- **Consigne**:
Selon l'arrêt de la Cour de cassation, quelle cour d'appel a rendu les trois arrêts contestés par les pourvois ?

--- Texte source ---

France | France, Cour de cassation, Chambre sociale, 09 avril 2025, 52500422


LA COUR DE CASSATION, CHAMBRE SOCIALE, a rendu l'arrêt suivant :


SOC.


JL10






COUR DE CASSATION
______________________




Arrêt du 9 avril 2025








Cassation




Mme MONGE, conseiller doyen
faisant fonction de président






Arrêt n° 422 FS-B




Pourvois n°
M 24-11.054
N 24-11.055
P 24-11.056 JONCTION












R É P U B L I Q U E F R A N Ç A I S E


___________

______________


AU NOM DU PEUPLE FRANÇAIS
_________________________




ARRÊT DE LA COUR DE CASSATION, CHAMBRE SOCIALE, DU 9 AVRIL 2025


1°/ M. [T] [R], domicilié [Adresse 3],


2°/ M. [U] [F], domicilié [Adresse 1],


3°/ M. [P] [G], domicil...

LA COUR DE CASSATION, CHAMBRE SOCIALE, a rendu l'arrêt suivant :

SOC.

JL10

COUR DE CASSATION
______________________

Arrêt du 9 avril 2025

Cassation

Mme MONGE, conseiller doyen
faisant fonction de président

Arrêt n° 422 FS-B

Pourvois n°
M 24-11.054
N 24-11.055
P 24-11.056 JONCTION

R É P U B L I Q U E F R A N Ç A I S E

_________________________

AU NOM DU PEUPLE FRANÇAIS
_________________________

ARRÊT DE LA COUR DE CASSATION, CHAMBRE SOCIALE, DU 9 AVRIL 2025

1°/ M. [T] [R], domicilié [Adresse 3],

2°/ M. [U] [F], domicilié [Adresse 1],

3°/ M. [P] [G], domicilié [Adresse 2],

ont formé respectivement les pourvois n° M 24-11.054, N 24-11.055 et P 24-11.056 contre trois arrêts rendus le 29 novembre 2023 par la cour d'appel de Bordeaux (chambre sociale, section A), dans les litiges les opposant à la société Naval Group, société anonyme, dont le siège est [Adresse 4], défenderesse à la cassation.

Les demandeurs aux pourvois n° M 24-11.054, N 24-11.055 et P 24-11.056 invoquent, à l'appui de leur recours, un moyen commun de cassation.

Les dossiers ont été communiqués au procureur général.

--- Données enregistrées ---

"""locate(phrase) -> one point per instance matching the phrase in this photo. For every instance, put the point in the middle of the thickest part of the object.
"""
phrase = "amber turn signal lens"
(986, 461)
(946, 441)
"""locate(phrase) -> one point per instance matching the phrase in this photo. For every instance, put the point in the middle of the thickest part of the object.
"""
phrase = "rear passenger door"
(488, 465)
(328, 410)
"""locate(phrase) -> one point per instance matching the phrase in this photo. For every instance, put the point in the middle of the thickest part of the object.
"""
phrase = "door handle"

---

- **Réponse rédigée**:
La cour d'appel de Bordeaux (chambre sociale, section A).